> Prezentowany fragment
■ ■ ■ ■
Dąbrowa Górnicza: po co księdzu tabletki na potencję?

Dąbrowa Górnicza trafiła na pierwsze strony gazet. Wszystko za sprawą nieobyczajnych wybryków, do których doszło pod koniec sierpnia 2023 roku na tamtejszej plebanii. Prokuratura w Dąbrowie Górniczej wyjaśnia okoliczności seksskandalu z udziałem tamtejszych księży na terenie parafii. Z nieoficjalnych ustaleń “Faktu” wynika, że męską orgię urządzono w mieszkaniu służbowym miejscowego wikariusza.

Z doniesień medialnych wyłania się obraz zdarzeń, które budzą przerażenie. Grupa księży zorganizowała na terenie parafii w Dąbrowie Górniczej imprezę z udziałem męskiej prostytutki. Sprawa ujrzała światło dzienne, ponieważ na miejsce wysłano ratowników medycznych po tym, jak jeden z mężczyzn stracił przytomność. Uczestnicy orgii nie chcieli jednak wpuścić lekarzy do środka, więc musiała interweniować policja.

Z relacji osoby znającej kulisy wydarzenia, z którą rozmawiali dziennikarze „Gazety Wyborczej” wynika, że duchowni zorganizowali imprezę o charakterze seksualnym. Księża mieli zażywać tabletki na potencję i zamówić męską prostytutkę.
■ ■ ■ ■
Odpowiedz krótko na pytania do tekstu o Dąbrowie Górniczej:
(a) Kiedy doszło do wydarzeń na plebanii?
(b) Z jakiego powodu na miejsce wysłano ratowników medycznych?
(c) Co według relacji osoby, z którą rozmawiali dziennikarze „Gazety Wyborczej”, mieli zażywać księża?

[Wpisy wskazujące obiekty z etykietami]
■ ■ ■ ■
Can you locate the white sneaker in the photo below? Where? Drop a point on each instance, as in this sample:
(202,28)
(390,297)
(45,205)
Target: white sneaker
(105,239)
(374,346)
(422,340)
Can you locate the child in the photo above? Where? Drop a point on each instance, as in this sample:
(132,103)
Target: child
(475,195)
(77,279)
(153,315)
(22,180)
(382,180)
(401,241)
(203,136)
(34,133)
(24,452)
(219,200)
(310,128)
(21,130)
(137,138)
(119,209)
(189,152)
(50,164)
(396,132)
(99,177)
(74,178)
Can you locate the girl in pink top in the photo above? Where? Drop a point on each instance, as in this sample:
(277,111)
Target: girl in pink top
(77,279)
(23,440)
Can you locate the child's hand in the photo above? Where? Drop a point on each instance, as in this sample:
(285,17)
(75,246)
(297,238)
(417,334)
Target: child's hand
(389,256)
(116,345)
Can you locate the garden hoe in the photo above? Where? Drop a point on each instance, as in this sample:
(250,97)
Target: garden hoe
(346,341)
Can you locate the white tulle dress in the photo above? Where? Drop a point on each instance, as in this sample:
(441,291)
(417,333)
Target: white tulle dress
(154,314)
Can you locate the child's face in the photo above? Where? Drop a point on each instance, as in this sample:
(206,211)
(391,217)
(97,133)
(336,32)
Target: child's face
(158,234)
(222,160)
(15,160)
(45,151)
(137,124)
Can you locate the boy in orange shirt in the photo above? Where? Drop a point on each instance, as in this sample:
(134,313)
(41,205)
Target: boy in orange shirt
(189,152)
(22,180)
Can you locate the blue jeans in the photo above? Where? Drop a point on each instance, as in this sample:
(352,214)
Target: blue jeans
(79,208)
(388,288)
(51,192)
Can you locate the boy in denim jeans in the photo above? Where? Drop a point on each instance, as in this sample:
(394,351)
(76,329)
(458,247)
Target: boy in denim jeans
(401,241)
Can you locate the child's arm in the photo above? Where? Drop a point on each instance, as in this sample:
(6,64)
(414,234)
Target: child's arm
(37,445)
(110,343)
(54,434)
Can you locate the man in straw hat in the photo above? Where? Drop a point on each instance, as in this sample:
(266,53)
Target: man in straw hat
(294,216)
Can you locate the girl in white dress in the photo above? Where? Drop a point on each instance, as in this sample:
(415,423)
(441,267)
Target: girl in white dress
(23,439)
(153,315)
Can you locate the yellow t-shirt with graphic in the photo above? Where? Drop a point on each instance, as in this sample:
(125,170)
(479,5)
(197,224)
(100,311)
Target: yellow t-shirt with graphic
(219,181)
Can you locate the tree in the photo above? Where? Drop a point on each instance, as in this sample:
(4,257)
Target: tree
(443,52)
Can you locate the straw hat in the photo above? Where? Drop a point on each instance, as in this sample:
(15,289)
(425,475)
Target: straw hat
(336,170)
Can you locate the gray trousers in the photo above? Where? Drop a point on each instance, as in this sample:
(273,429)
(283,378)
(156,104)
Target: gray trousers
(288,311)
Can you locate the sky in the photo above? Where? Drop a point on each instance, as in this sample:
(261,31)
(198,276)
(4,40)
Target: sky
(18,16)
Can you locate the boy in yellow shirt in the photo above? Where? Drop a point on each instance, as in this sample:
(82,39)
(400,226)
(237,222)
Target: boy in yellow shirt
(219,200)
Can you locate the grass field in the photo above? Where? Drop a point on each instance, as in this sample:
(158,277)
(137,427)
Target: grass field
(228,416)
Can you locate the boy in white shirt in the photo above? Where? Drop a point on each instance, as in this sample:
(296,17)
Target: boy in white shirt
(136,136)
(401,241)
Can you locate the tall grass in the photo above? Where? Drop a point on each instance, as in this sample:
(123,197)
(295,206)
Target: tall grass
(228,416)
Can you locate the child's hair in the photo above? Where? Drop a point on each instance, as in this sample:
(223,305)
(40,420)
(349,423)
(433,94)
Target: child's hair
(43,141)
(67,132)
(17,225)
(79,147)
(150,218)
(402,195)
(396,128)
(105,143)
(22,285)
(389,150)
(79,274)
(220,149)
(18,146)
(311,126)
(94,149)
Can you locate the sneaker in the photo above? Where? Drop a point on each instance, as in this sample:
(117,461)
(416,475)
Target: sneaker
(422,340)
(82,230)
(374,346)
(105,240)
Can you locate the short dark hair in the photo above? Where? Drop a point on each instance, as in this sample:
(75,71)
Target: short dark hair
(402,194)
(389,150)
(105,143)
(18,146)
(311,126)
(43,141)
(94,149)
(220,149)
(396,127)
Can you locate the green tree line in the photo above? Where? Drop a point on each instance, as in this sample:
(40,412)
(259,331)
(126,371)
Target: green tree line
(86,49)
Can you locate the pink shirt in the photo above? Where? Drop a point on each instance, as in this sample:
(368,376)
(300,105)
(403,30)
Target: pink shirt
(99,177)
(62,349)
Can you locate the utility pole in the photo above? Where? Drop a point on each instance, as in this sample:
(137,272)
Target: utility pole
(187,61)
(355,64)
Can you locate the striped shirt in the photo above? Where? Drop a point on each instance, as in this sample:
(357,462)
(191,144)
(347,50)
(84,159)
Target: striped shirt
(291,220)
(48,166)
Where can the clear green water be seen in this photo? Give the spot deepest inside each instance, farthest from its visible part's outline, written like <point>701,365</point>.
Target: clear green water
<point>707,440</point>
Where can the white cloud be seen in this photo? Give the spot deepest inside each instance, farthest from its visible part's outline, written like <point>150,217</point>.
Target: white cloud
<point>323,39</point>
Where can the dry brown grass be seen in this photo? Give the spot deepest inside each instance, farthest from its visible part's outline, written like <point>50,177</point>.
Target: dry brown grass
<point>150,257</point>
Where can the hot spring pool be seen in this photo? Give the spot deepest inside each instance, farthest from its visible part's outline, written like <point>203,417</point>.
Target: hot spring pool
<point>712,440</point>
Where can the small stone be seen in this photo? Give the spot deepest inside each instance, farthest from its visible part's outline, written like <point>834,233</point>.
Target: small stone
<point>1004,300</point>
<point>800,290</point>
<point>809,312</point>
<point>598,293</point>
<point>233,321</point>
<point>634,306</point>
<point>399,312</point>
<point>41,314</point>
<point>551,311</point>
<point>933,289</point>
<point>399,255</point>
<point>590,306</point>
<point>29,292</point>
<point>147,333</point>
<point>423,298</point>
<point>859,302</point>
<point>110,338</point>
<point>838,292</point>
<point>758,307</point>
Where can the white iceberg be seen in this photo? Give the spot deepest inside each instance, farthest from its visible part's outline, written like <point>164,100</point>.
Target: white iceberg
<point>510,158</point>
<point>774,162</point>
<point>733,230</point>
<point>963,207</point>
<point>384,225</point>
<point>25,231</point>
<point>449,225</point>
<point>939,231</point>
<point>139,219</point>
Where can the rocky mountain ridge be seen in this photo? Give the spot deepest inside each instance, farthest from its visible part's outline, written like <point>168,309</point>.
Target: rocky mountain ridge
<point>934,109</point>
■ ■ ■ ■
> Odpowiedź na zadanie
(a) Pod koniec sierpnia 2023 roku.
(b) Jeden z mężczyzn stracił przytomność.
(c) Tabletki na potencję.